TASK OBJECTIVE — Copy out the material, starting at the line that contains "Can you see the movie" and stopping after the line that contains "[[531, 460]]". Keep every request and its format sample unchanged, but raise each number in the answer pixel coordinates by 124, and leave out the pictures.
BEGIN RECORDED INFORMATION
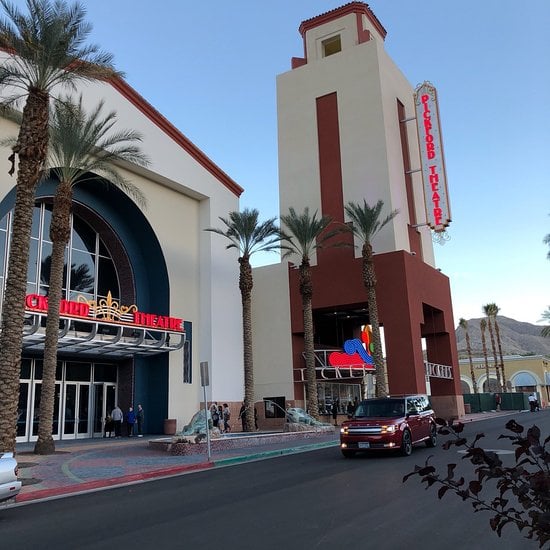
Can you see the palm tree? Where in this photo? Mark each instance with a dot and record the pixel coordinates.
(483, 327)
(82, 147)
(463, 324)
(366, 223)
(546, 317)
(488, 310)
(248, 236)
(45, 49)
(307, 234)
(494, 309)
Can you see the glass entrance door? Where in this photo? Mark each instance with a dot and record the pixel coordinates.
(76, 410)
(104, 403)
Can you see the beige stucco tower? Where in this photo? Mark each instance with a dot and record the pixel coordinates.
(347, 133)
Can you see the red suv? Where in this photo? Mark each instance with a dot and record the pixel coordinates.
(389, 423)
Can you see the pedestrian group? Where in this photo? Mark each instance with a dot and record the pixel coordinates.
(113, 422)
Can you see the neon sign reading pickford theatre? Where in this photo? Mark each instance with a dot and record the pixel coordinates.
(438, 213)
(105, 326)
(106, 310)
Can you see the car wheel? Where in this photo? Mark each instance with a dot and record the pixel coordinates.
(432, 440)
(348, 454)
(406, 443)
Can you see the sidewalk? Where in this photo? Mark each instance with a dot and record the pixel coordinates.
(92, 464)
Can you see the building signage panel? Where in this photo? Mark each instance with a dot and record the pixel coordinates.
(438, 214)
(106, 310)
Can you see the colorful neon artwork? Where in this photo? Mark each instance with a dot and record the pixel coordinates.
(357, 353)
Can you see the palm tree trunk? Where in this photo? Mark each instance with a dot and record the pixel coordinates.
(493, 346)
(497, 330)
(484, 346)
(309, 348)
(472, 372)
(369, 280)
(245, 285)
(31, 149)
(59, 233)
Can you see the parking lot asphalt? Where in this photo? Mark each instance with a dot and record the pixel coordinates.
(84, 465)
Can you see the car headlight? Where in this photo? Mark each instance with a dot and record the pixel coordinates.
(389, 429)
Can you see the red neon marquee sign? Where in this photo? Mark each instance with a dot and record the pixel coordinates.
(431, 153)
(106, 310)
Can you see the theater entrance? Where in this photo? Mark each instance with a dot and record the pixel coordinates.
(84, 394)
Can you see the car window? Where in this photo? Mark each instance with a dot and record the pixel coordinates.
(413, 405)
(389, 408)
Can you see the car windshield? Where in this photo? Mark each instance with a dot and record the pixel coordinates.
(388, 408)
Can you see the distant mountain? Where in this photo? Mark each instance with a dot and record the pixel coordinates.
(517, 338)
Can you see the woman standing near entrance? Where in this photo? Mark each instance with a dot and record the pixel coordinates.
(130, 421)
(140, 416)
(117, 417)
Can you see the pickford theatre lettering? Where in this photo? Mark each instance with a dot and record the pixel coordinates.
(66, 307)
(158, 321)
(110, 311)
(430, 155)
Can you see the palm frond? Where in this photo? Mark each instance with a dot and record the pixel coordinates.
(305, 234)
(84, 145)
(247, 235)
(47, 46)
(366, 222)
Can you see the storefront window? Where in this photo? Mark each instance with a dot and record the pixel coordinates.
(343, 394)
(90, 275)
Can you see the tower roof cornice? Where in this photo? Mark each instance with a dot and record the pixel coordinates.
(351, 7)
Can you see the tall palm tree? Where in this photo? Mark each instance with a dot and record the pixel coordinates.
(488, 310)
(306, 233)
(463, 324)
(248, 236)
(45, 49)
(366, 223)
(494, 309)
(546, 317)
(82, 147)
(483, 328)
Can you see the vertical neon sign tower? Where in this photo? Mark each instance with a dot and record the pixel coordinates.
(344, 136)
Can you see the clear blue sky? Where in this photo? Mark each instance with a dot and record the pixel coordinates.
(210, 68)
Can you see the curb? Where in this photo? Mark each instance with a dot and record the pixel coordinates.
(275, 453)
(90, 486)
(98, 484)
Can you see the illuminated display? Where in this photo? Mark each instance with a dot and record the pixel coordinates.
(106, 310)
(438, 213)
(357, 353)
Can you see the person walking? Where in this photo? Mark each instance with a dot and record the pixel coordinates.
(140, 417)
(130, 421)
(242, 416)
(108, 426)
(226, 418)
(215, 415)
(220, 419)
(117, 416)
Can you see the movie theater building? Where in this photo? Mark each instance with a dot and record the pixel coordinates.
(148, 295)
(352, 128)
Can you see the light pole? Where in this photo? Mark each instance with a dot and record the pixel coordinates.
(205, 381)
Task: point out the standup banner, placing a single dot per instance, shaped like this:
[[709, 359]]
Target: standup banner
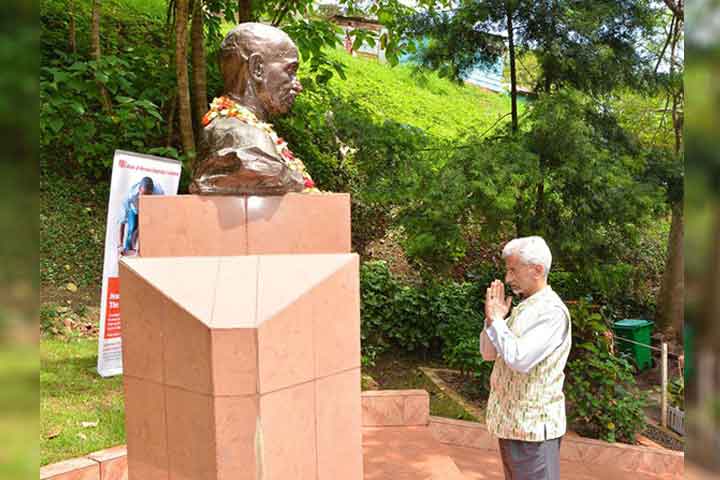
[[133, 175]]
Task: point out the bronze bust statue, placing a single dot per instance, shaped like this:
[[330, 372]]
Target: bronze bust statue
[[239, 151]]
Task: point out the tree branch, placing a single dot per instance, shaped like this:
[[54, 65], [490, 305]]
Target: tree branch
[[676, 8]]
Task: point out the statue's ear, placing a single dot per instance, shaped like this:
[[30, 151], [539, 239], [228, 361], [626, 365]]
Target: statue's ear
[[257, 67]]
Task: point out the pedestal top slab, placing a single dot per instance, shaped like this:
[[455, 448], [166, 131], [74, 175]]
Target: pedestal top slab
[[215, 289]]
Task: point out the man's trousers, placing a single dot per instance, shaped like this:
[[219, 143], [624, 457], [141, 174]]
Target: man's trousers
[[531, 460]]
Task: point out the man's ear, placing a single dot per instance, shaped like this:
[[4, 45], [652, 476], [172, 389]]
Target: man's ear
[[256, 66], [539, 270]]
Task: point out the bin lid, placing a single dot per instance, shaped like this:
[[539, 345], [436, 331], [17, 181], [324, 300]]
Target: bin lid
[[633, 323]]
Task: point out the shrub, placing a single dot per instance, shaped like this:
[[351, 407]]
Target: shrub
[[603, 399]]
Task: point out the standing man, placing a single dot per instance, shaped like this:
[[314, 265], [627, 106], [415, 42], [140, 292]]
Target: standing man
[[128, 239], [526, 408]]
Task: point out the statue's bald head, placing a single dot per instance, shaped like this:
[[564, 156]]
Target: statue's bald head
[[245, 40]]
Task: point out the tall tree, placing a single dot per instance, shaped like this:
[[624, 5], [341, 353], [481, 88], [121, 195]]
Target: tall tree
[[95, 31], [513, 73], [199, 62], [72, 37], [244, 11], [181, 73], [95, 52], [670, 300]]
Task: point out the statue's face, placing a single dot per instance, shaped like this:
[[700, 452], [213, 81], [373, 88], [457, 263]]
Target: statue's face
[[281, 84]]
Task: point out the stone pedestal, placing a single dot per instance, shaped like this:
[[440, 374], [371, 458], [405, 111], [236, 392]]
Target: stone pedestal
[[238, 365]]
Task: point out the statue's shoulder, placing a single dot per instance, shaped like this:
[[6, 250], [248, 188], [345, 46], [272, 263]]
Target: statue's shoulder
[[230, 132]]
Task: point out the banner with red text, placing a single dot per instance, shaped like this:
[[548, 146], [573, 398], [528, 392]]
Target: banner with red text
[[133, 174]]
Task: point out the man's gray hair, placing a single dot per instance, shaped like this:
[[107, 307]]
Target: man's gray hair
[[531, 251]]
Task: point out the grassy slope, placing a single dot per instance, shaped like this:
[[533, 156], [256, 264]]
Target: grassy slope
[[443, 109], [73, 212]]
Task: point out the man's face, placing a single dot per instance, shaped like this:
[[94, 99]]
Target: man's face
[[521, 277], [281, 84]]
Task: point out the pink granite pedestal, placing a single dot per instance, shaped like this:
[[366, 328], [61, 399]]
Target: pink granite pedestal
[[243, 364]]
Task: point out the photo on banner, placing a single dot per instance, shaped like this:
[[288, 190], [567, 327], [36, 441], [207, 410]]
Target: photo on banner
[[133, 174]]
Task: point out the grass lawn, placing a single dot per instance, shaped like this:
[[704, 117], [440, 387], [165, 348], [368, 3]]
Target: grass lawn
[[393, 372], [18, 411], [80, 412], [71, 393]]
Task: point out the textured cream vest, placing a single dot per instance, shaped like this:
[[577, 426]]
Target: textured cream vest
[[531, 406]]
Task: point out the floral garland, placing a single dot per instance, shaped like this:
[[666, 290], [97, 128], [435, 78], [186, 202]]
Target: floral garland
[[225, 107]]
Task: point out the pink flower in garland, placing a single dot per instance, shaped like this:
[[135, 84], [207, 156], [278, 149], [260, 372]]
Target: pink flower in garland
[[225, 107]]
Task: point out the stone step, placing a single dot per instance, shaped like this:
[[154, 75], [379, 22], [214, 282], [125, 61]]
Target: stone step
[[406, 453]]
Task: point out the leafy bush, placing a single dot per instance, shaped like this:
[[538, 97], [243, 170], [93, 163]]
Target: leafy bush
[[425, 318], [603, 399]]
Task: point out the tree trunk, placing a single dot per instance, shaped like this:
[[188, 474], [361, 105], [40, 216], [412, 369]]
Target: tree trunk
[[513, 75], [95, 31], [244, 11], [670, 303], [171, 121], [181, 73], [670, 300], [72, 37], [95, 52], [199, 64]]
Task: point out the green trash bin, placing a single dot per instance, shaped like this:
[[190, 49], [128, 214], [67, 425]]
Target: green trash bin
[[637, 330]]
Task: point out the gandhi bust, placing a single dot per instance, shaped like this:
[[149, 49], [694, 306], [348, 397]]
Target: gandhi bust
[[239, 152]]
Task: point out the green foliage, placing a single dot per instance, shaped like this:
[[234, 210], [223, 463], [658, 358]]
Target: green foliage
[[73, 122], [422, 318], [603, 399], [79, 127], [393, 315], [72, 231]]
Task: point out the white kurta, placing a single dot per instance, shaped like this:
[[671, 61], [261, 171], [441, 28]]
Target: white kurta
[[530, 350]]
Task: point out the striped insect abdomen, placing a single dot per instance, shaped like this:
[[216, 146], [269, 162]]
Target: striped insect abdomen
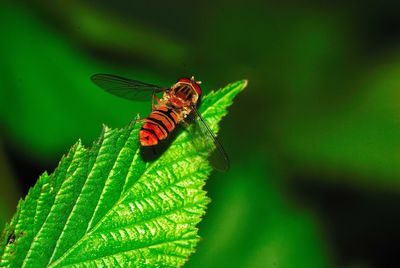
[[160, 123]]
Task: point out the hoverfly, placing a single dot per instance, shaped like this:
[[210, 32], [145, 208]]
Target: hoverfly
[[177, 104]]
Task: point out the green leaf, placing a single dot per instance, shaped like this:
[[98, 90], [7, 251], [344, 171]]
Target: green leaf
[[107, 206]]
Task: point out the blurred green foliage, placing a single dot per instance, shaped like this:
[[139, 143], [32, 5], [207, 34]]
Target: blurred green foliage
[[321, 108]]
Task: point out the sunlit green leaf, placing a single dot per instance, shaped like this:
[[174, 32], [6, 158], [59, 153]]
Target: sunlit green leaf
[[107, 206]]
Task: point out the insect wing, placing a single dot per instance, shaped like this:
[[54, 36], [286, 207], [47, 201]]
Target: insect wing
[[218, 158], [126, 88]]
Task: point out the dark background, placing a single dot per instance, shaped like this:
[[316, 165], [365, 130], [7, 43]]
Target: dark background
[[314, 140]]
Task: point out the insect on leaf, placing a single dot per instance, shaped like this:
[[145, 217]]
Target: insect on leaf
[[105, 206]]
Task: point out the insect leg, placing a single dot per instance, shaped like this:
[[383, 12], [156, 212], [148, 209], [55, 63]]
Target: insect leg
[[154, 101]]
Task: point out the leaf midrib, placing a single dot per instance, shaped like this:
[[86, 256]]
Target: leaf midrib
[[122, 197]]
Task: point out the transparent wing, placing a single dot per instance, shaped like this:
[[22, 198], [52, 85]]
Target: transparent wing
[[218, 158], [126, 88]]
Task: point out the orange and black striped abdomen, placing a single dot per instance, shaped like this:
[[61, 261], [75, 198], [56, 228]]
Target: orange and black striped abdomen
[[160, 123]]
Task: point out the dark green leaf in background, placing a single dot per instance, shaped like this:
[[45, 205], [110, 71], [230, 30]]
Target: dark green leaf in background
[[106, 206]]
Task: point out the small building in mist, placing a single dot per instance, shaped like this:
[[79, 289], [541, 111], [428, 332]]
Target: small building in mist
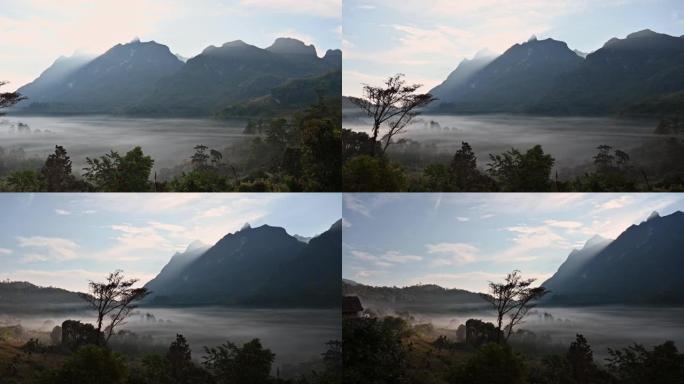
END RECORDED INFORMATION
OUTPUT FOR THIS EXERCISE —
Can you see the movie theater building? Where in this photo? Mark each instance with a dot and record the pixel coordinates.
(272, 419)
(476, 252)
Can you see the light pole? Where in this photo? Mark each instance with a dot and record the pixel coordinates.
(329, 505)
Task: point out the standup banner, placing a single dot per instance, shaped like this:
[[709, 359]]
Target: standup banner
[[257, 299]]
Task: point out the bronze bust statue, placing a single dot per instance, shaped like this:
[[330, 372]]
Target: bronze bust statue
[[363, 275]]
Task: point out the tree branch, placing a single dot per instance, shaped like this:
[[54, 65], [490, 305]]
Target: tree branch
[[800, 132]]
Task: point out the statue's ear, placing a single dot per instance, shaped like this:
[[30, 151], [539, 239], [228, 361], [626, 365]]
Target: statue's ear
[[381, 191]]
Task: point out the pedestal top slab, placing a single dot per instance, shaped like this:
[[455, 448], [166, 131], [74, 175]]
Target: pedestal top slab
[[339, 413]]
Task: point out the man's trousers, placing a single dot per instance, shaped like this:
[[219, 143], [624, 457], [141, 174]]
Target: man's trousers
[[655, 584]]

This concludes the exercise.